Task objective
Lines before the one containing "Could you please annotate the field" are excluded; print that line and every line after it through the end of the material below, exactly.

-------- Record set --------

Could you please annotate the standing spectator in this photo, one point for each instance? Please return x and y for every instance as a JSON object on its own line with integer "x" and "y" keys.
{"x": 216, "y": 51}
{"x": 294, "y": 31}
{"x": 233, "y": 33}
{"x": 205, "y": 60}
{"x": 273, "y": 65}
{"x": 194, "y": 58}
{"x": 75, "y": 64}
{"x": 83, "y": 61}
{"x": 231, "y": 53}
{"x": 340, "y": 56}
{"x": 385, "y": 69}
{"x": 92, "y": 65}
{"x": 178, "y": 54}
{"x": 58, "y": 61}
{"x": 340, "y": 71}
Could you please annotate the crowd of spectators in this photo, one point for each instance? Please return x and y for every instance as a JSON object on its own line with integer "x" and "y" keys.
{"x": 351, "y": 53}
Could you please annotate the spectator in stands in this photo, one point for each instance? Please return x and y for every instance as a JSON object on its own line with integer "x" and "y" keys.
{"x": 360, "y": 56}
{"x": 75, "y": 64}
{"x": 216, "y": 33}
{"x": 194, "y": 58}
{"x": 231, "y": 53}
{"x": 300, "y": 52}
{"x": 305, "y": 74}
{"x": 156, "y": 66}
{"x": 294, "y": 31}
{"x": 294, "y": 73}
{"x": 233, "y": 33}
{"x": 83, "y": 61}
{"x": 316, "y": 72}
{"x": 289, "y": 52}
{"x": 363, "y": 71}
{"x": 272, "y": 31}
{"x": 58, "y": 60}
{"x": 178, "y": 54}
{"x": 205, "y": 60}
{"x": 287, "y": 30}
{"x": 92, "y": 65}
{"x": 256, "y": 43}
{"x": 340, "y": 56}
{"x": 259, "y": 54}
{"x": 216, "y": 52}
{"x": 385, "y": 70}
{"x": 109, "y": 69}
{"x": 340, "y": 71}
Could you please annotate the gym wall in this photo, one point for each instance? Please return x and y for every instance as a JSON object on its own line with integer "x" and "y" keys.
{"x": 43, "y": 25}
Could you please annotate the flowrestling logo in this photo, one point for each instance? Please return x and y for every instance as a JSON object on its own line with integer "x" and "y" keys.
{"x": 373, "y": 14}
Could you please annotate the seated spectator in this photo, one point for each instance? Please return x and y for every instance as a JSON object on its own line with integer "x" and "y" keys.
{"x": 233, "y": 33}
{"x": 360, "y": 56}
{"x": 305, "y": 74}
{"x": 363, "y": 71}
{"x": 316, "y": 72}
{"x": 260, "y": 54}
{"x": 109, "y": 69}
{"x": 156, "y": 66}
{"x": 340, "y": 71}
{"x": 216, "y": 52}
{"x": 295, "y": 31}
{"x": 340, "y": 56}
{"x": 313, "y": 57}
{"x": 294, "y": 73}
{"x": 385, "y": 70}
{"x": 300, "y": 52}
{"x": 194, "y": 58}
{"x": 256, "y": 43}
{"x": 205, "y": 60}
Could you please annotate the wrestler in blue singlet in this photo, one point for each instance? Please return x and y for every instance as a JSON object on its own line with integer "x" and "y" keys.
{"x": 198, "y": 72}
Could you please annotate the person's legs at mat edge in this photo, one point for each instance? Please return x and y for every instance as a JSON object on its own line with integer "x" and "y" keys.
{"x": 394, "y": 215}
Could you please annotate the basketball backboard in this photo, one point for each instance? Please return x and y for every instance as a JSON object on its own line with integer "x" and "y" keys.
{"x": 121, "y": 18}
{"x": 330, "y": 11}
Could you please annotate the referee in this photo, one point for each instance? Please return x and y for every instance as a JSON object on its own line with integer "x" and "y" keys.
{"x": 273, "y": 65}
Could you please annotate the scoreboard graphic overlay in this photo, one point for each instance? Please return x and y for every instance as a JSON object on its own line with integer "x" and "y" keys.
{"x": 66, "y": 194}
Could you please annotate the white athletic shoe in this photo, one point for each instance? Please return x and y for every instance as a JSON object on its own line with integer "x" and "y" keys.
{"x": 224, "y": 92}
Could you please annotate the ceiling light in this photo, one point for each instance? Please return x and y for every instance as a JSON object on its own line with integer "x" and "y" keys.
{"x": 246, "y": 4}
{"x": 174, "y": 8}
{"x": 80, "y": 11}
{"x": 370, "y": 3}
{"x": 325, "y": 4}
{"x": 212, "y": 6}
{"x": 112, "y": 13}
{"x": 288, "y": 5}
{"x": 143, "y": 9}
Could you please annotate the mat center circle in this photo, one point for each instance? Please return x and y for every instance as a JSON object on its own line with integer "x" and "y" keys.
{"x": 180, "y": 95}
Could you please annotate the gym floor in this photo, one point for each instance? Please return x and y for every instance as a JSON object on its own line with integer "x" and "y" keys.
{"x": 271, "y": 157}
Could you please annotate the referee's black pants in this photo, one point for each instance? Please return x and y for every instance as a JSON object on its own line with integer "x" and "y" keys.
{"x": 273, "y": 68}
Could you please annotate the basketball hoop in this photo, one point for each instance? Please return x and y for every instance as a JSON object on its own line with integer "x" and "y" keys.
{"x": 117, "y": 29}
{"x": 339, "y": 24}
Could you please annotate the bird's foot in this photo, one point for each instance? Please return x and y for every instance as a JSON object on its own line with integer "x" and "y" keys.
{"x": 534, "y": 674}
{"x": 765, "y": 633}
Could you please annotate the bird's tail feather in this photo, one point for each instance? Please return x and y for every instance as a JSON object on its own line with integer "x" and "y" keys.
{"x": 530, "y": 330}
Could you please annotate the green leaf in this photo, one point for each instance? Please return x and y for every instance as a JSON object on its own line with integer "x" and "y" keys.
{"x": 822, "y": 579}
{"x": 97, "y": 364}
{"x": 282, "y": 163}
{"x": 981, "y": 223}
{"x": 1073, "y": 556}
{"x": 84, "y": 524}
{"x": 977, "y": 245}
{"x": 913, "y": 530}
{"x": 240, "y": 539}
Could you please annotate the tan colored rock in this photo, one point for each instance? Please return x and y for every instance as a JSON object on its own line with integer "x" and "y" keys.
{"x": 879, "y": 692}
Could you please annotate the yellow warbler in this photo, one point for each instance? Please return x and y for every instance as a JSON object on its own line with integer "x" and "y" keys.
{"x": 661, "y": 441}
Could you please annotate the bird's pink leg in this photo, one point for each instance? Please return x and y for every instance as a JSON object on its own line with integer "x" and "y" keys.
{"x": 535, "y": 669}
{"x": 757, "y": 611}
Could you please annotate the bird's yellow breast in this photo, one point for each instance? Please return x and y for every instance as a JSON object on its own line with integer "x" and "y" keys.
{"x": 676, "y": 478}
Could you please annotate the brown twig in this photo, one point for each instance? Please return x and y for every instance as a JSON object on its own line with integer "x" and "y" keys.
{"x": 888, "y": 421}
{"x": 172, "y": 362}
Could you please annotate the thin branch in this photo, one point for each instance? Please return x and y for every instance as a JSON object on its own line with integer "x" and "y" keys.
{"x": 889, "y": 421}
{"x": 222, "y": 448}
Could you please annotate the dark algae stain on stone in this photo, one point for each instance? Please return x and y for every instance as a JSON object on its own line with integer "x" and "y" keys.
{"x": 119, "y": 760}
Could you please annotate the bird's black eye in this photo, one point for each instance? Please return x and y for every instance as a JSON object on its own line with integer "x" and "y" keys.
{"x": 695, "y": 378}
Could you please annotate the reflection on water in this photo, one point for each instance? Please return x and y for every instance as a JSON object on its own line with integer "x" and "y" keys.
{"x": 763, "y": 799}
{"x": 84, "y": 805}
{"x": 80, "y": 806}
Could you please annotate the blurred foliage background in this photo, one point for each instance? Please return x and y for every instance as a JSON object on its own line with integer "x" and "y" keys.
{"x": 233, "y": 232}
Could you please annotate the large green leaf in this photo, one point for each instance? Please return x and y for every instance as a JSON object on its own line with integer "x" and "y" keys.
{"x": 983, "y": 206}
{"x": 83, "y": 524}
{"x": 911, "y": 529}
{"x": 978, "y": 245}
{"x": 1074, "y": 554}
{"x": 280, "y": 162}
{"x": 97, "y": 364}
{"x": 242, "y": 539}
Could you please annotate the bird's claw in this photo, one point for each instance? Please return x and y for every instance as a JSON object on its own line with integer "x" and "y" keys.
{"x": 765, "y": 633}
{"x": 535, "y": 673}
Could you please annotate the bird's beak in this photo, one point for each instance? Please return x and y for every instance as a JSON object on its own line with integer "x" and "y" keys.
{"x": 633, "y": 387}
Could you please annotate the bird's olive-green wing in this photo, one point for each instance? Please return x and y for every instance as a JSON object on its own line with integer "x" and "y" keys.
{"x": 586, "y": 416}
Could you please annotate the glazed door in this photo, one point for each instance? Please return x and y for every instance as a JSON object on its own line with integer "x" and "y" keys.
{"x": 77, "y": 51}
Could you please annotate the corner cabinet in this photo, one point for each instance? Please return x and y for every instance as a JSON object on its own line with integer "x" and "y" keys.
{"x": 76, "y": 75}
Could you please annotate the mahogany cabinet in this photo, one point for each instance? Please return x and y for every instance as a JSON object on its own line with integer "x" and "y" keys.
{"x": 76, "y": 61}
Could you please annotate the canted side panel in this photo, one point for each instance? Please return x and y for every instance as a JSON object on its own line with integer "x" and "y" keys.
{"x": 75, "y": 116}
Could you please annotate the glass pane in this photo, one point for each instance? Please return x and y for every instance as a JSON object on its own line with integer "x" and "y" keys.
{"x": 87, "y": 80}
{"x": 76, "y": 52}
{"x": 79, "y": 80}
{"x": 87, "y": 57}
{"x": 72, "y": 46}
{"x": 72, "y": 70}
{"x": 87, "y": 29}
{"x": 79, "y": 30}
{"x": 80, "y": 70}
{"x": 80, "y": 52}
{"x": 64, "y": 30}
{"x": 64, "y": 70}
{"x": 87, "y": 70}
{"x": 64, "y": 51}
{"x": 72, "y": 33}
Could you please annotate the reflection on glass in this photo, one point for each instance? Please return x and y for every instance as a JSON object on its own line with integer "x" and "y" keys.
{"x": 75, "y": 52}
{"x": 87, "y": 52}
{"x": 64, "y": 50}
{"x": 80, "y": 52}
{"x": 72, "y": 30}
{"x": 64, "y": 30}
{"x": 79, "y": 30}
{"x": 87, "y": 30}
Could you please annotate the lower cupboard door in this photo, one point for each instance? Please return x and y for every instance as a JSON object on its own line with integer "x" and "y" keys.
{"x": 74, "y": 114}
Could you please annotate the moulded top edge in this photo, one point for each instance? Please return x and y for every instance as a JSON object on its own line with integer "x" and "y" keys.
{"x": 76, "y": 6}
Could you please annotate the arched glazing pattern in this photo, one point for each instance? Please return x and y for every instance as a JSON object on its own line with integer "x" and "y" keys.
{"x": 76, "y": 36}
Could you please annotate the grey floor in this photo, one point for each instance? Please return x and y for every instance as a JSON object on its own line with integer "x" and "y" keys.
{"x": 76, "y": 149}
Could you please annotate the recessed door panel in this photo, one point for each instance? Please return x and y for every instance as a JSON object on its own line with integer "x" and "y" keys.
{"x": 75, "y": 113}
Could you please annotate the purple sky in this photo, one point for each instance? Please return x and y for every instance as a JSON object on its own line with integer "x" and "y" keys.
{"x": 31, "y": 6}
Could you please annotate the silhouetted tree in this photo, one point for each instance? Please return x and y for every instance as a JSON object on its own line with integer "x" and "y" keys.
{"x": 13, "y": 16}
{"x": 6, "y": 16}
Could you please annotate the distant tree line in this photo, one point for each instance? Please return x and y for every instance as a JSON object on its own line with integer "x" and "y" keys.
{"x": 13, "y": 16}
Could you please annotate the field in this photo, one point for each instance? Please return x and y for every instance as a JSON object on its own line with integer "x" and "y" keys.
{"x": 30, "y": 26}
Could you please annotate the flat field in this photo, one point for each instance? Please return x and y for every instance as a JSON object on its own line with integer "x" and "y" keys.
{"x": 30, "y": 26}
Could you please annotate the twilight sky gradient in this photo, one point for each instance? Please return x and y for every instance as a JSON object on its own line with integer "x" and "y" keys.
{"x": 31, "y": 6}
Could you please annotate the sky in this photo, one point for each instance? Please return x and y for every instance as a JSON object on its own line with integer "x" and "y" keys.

--------

Response
Could you please annotate the field in this photo, one point for each instance? Please return x and y for every instance as a JSON object on its own line with integer "x" and "y" keys.
{"x": 30, "y": 26}
Could you please annotate the flat field in this photo, one point for each instance? Please return x and y for every instance as a JSON object on its own line with integer "x" and "y" keys.
{"x": 30, "y": 26}
Could you please annotate the twilight sky gradient in this photo, one point for each instance? Please return x and y for every instance as a JSON object on its own line with integer "x" and "y" keys.
{"x": 31, "y": 6}
Could you please annotate the sky in this photo, one point for each instance? Please return x and y for every instance as a JSON object on its own line with integer "x" and "y" keys.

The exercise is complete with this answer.